Task to carry out
Render the items in the stretch from the line containing "Can you detect every cluster" through the line containing "xmin=807 ymin=197 xmax=1020 ymax=273", inclusive, as a two-column CSV with the header input,output. Give one row per item, with its text under input and its answer under output, each in a single quoted field with line breaks replaced by spaces.

Extracted entries

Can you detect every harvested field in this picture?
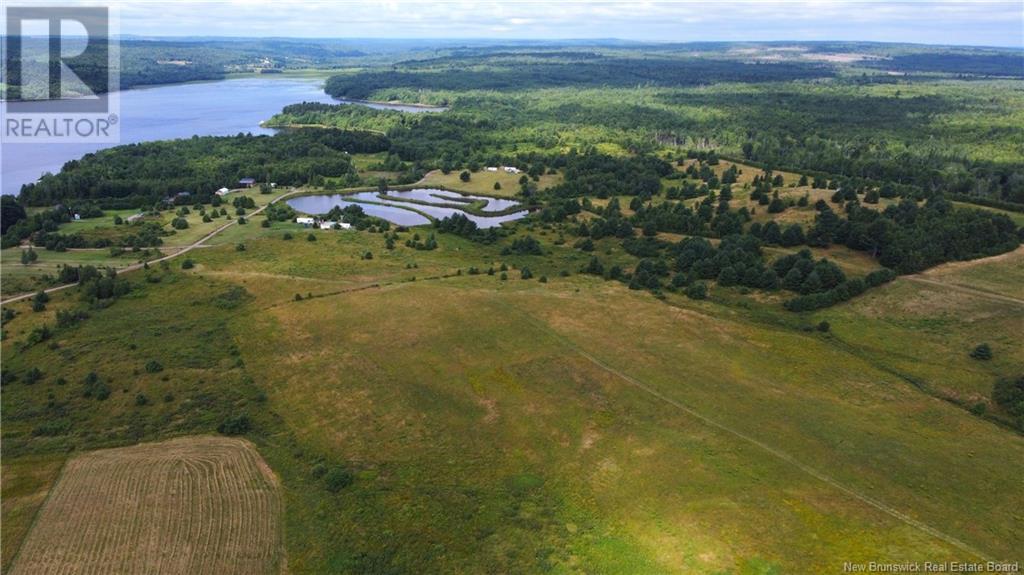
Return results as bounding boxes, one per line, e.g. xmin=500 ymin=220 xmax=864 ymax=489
xmin=11 ymin=437 xmax=283 ymax=575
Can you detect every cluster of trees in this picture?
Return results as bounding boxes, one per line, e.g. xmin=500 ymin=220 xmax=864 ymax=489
xmin=325 ymin=54 xmax=834 ymax=99
xmin=546 ymin=151 xmax=673 ymax=197
xmin=323 ymin=204 xmax=391 ymax=230
xmin=434 ymin=214 xmax=502 ymax=244
xmin=19 ymin=130 xmax=390 ymax=207
xmin=502 ymin=235 xmax=544 ymax=256
xmin=807 ymin=197 xmax=1020 ymax=273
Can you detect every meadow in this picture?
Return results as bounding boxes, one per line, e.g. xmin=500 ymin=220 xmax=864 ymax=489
xmin=0 ymin=45 xmax=1024 ymax=575
xmin=3 ymin=204 xmax=1024 ymax=573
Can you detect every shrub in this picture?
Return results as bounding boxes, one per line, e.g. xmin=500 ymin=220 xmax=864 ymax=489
xmin=217 ymin=413 xmax=252 ymax=435
xmin=324 ymin=467 xmax=354 ymax=493
xmin=992 ymin=375 xmax=1024 ymax=423
xmin=25 ymin=367 xmax=43 ymax=386
xmin=686 ymin=281 xmax=708 ymax=300
xmin=971 ymin=344 xmax=992 ymax=360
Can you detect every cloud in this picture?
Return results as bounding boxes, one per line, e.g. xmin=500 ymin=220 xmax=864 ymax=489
xmin=11 ymin=0 xmax=1024 ymax=47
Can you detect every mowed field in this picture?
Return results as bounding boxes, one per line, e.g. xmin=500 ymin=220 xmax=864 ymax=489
xmin=3 ymin=213 xmax=1024 ymax=574
xmin=10 ymin=437 xmax=284 ymax=575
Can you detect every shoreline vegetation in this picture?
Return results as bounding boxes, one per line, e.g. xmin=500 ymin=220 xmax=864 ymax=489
xmin=0 ymin=42 xmax=1024 ymax=575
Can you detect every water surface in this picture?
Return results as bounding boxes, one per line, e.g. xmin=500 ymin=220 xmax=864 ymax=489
xmin=288 ymin=189 xmax=528 ymax=229
xmin=0 ymin=78 xmax=335 ymax=194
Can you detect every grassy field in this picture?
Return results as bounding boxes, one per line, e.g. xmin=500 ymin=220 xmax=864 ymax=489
xmin=0 ymin=248 xmax=161 ymax=297
xmin=413 ymin=170 xmax=562 ymax=196
xmin=10 ymin=437 xmax=282 ymax=574
xmin=3 ymin=218 xmax=1024 ymax=573
xmin=0 ymin=453 xmax=65 ymax=573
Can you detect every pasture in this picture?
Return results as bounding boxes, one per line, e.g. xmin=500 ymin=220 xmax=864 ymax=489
xmin=10 ymin=437 xmax=283 ymax=575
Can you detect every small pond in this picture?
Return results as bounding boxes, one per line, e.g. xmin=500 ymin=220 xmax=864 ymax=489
xmin=288 ymin=189 xmax=528 ymax=228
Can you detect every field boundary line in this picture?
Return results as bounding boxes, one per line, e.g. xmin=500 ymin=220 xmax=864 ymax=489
xmin=904 ymin=274 xmax=1024 ymax=306
xmin=511 ymin=306 xmax=993 ymax=561
xmin=0 ymin=189 xmax=302 ymax=306
xmin=7 ymin=456 xmax=71 ymax=571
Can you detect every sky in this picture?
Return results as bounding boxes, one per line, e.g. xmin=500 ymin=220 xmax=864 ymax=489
xmin=2 ymin=0 xmax=1024 ymax=47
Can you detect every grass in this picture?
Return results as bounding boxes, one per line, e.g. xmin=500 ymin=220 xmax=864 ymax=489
xmin=10 ymin=437 xmax=281 ymax=574
xmin=421 ymin=170 xmax=562 ymax=197
xmin=0 ymin=248 xmax=159 ymax=297
xmin=2 ymin=199 xmax=1024 ymax=573
xmin=0 ymin=453 xmax=65 ymax=573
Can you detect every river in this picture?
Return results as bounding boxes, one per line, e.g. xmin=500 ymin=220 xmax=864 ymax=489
xmin=0 ymin=78 xmax=444 ymax=194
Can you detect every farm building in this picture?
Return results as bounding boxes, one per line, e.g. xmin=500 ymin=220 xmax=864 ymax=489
xmin=321 ymin=220 xmax=352 ymax=229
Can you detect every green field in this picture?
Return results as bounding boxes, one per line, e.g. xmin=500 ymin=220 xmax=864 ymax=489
xmin=0 ymin=40 xmax=1024 ymax=575
xmin=3 ymin=216 xmax=1024 ymax=573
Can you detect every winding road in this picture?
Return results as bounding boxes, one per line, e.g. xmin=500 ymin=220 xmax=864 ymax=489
xmin=0 ymin=189 xmax=303 ymax=305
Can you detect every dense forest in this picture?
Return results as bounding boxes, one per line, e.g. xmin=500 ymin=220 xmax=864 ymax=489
xmin=326 ymin=53 xmax=834 ymax=99
xmin=274 ymin=47 xmax=1024 ymax=204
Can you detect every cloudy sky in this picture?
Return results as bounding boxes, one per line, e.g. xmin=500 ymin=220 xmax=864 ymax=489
xmin=9 ymin=0 xmax=1024 ymax=47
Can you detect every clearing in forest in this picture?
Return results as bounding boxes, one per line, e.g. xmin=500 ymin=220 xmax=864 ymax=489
xmin=11 ymin=437 xmax=282 ymax=575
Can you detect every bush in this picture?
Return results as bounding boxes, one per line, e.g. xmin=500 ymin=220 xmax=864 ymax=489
xmin=25 ymin=367 xmax=43 ymax=386
xmin=324 ymin=467 xmax=354 ymax=493
xmin=217 ymin=413 xmax=252 ymax=435
xmin=686 ymin=281 xmax=708 ymax=300
xmin=992 ymin=375 xmax=1024 ymax=415
xmin=971 ymin=344 xmax=992 ymax=361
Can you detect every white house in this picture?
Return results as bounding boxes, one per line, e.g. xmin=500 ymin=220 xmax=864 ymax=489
xmin=321 ymin=221 xmax=352 ymax=229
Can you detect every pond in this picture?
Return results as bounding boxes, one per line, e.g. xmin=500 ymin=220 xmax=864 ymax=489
xmin=0 ymin=78 xmax=444 ymax=194
xmin=288 ymin=189 xmax=528 ymax=229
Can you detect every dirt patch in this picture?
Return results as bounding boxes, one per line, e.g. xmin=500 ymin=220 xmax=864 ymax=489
xmin=10 ymin=437 xmax=283 ymax=575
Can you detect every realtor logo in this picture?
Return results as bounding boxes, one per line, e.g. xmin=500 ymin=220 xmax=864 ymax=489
xmin=0 ymin=6 xmax=120 ymax=143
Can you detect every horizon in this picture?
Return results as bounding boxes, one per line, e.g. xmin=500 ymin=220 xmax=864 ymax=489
xmin=4 ymin=0 xmax=1024 ymax=48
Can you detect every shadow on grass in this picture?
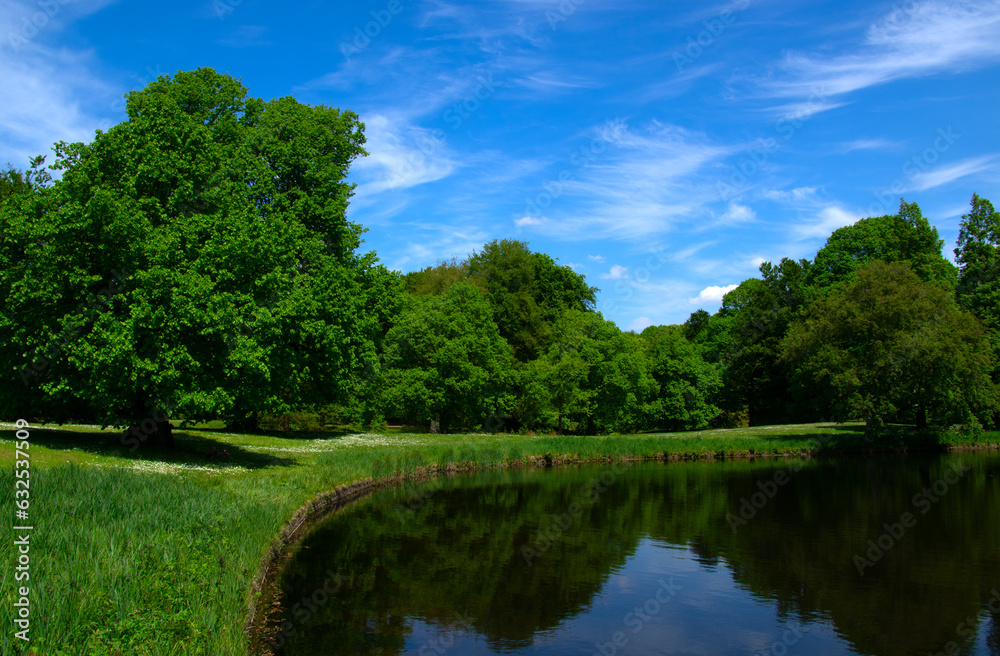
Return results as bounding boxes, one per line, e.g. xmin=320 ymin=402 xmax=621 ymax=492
xmin=756 ymin=424 xmax=949 ymax=454
xmin=13 ymin=428 xmax=296 ymax=469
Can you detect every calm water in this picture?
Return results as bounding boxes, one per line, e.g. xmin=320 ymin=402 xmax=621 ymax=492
xmin=264 ymin=452 xmax=1000 ymax=656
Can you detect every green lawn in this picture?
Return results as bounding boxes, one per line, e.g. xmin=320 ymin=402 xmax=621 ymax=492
xmin=0 ymin=423 xmax=1000 ymax=656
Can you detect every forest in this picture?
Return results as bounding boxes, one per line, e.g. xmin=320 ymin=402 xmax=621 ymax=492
xmin=0 ymin=69 xmax=1000 ymax=443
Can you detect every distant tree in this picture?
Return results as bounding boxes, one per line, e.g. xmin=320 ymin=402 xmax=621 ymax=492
xmin=468 ymin=239 xmax=597 ymax=362
xmin=382 ymin=282 xmax=513 ymax=433
xmin=0 ymin=155 xmax=52 ymax=205
xmin=587 ymin=322 xmax=657 ymax=434
xmin=955 ymin=194 xmax=1000 ymax=348
xmin=642 ymin=324 xmax=722 ymax=431
xmin=807 ymin=199 xmax=956 ymax=293
xmin=520 ymin=310 xmax=597 ymax=435
xmin=403 ymin=258 xmax=483 ymax=296
xmin=718 ymin=258 xmax=809 ymax=426
xmin=782 ymin=260 xmax=998 ymax=439
xmin=0 ymin=68 xmax=378 ymax=443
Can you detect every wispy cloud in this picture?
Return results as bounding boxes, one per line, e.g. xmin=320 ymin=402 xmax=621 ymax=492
xmin=688 ymin=285 xmax=739 ymax=304
xmin=719 ymin=202 xmax=757 ymax=224
xmin=761 ymin=0 xmax=1000 ymax=114
xmin=354 ymin=114 xmax=457 ymax=197
xmin=520 ymin=122 xmax=738 ymax=240
xmin=0 ymin=1 xmax=124 ymax=168
xmin=792 ymin=206 xmax=861 ymax=240
xmin=913 ymin=155 xmax=996 ymax=191
xmin=837 ymin=139 xmax=898 ymax=153
xmin=601 ymin=264 xmax=628 ymax=280
xmin=219 ymin=25 xmax=271 ymax=48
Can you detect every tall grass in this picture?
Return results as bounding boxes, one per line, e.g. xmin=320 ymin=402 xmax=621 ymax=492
xmin=0 ymin=426 xmax=1000 ymax=656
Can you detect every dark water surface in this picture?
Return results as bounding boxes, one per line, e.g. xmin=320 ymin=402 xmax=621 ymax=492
xmin=274 ymin=451 xmax=1000 ymax=656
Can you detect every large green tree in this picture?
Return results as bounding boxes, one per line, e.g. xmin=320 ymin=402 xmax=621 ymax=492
xmin=465 ymin=239 xmax=597 ymax=362
xmin=382 ymin=282 xmax=513 ymax=433
xmin=808 ymin=199 xmax=956 ymax=290
xmin=955 ymin=194 xmax=1000 ymax=347
xmin=0 ymin=68 xmax=378 ymax=441
xmin=782 ymin=260 xmax=997 ymax=438
xmin=713 ymin=258 xmax=810 ymax=426
xmin=642 ymin=326 xmax=722 ymax=431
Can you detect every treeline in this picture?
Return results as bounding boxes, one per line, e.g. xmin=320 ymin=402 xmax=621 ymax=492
xmin=330 ymin=196 xmax=1000 ymax=434
xmin=0 ymin=68 xmax=1000 ymax=443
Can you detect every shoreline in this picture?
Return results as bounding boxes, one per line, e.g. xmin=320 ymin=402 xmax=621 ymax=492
xmin=244 ymin=442 xmax=1000 ymax=656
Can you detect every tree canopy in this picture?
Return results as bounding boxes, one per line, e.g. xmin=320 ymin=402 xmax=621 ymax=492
xmin=808 ymin=199 xmax=956 ymax=289
xmin=782 ymin=260 xmax=997 ymax=431
xmin=0 ymin=68 xmax=385 ymax=440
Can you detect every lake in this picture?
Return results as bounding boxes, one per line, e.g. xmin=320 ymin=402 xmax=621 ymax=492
xmin=264 ymin=451 xmax=1000 ymax=656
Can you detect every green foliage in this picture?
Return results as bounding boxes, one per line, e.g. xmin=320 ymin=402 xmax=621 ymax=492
xmin=955 ymin=194 xmax=1000 ymax=349
xmin=719 ymin=258 xmax=810 ymax=426
xmin=808 ymin=199 xmax=956 ymax=290
xmin=782 ymin=261 xmax=997 ymax=430
xmin=382 ymin=282 xmax=513 ymax=432
xmin=0 ymin=68 xmax=382 ymax=425
xmin=468 ymin=239 xmax=597 ymax=362
xmin=642 ymin=326 xmax=722 ymax=430
xmin=0 ymin=155 xmax=52 ymax=205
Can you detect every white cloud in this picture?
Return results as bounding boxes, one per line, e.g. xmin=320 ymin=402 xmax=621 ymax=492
xmin=761 ymin=187 xmax=816 ymax=205
xmin=219 ymin=25 xmax=271 ymax=48
xmin=601 ymin=264 xmax=628 ymax=280
xmin=913 ymin=155 xmax=994 ymax=191
xmin=688 ymin=285 xmax=739 ymax=303
xmin=529 ymin=122 xmax=739 ymax=241
xmin=719 ymin=202 xmax=757 ymax=224
xmin=792 ymin=206 xmax=861 ymax=240
xmin=628 ymin=317 xmax=653 ymax=333
xmin=761 ymin=0 xmax=1000 ymax=118
xmin=837 ymin=139 xmax=897 ymax=153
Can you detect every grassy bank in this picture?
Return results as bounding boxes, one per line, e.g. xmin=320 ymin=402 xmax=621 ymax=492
xmin=0 ymin=424 xmax=1000 ymax=656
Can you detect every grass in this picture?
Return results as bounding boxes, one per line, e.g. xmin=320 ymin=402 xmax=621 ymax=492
xmin=0 ymin=424 xmax=1000 ymax=656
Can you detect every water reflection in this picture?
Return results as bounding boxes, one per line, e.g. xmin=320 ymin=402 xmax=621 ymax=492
xmin=275 ymin=453 xmax=1000 ymax=656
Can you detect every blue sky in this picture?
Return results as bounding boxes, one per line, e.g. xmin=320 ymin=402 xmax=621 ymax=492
xmin=0 ymin=0 xmax=1000 ymax=329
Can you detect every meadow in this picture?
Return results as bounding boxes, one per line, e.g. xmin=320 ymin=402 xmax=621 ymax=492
xmin=0 ymin=423 xmax=1000 ymax=656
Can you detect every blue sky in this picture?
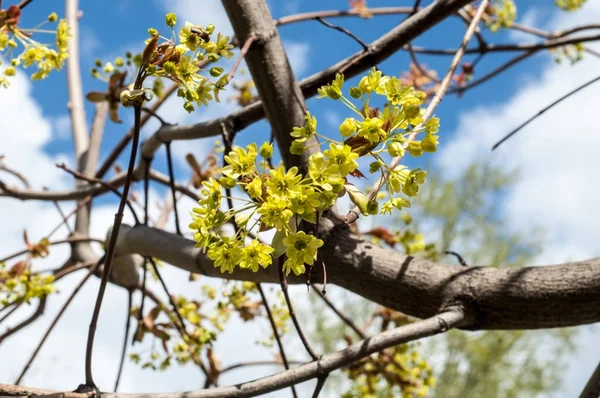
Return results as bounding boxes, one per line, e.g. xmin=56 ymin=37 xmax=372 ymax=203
xmin=0 ymin=0 xmax=600 ymax=395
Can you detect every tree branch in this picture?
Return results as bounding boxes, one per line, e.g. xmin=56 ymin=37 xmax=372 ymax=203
xmin=0 ymin=310 xmax=465 ymax=398
xmin=119 ymin=224 xmax=600 ymax=329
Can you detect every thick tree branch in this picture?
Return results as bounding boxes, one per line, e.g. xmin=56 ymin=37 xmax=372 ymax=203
xmin=0 ymin=309 xmax=465 ymax=398
xmin=113 ymin=226 xmax=600 ymax=329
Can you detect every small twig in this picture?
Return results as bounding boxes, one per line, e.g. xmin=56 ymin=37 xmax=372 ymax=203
xmin=142 ymin=107 xmax=173 ymax=126
xmin=219 ymin=360 xmax=305 ymax=375
xmin=15 ymin=262 xmax=100 ymax=385
xmin=136 ymin=259 xmax=148 ymax=344
xmin=17 ymin=0 xmax=33 ymax=10
xmin=0 ymin=296 xmax=47 ymax=344
xmin=0 ymin=163 xmax=31 ymax=189
xmin=148 ymin=257 xmax=187 ymax=334
xmin=315 ymin=17 xmax=369 ymax=51
xmin=0 ymin=236 xmax=104 ymax=263
xmin=44 ymin=187 xmax=73 ymax=237
xmin=255 ymin=283 xmax=298 ymax=398
xmin=312 ymin=373 xmax=329 ymax=398
xmin=444 ymin=250 xmax=469 ymax=267
xmin=492 ymin=76 xmax=600 ymax=151
xmin=165 ymin=141 xmax=182 ymax=236
xmin=113 ymin=290 xmax=133 ymax=392
xmin=227 ymin=35 xmax=256 ymax=82
xmin=277 ymin=256 xmax=319 ymax=361
xmin=46 ymin=196 xmax=92 ymax=239
xmin=85 ymin=103 xmax=142 ymax=387
xmin=0 ymin=303 xmax=22 ymax=324
xmin=56 ymin=163 xmax=140 ymax=224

Result of this task
input,output
"Can you detect every cluster of trees in this picture? Return results as bounding boxes, one per line, e.g. xmin=500 ymin=220 xmax=864 ymax=489","xmin=325 ymin=54 xmax=834 ymax=99 xmin=546 ymin=151 xmax=673 ymax=197 xmin=323 ymin=204 xmax=391 ymax=230 xmin=434 ymin=214 xmax=502 ymax=244 xmin=19 ymin=130 xmax=390 ymax=207 xmin=502 ymin=235 xmax=544 ymax=256 xmin=807 ymin=197 xmax=1020 ymax=273"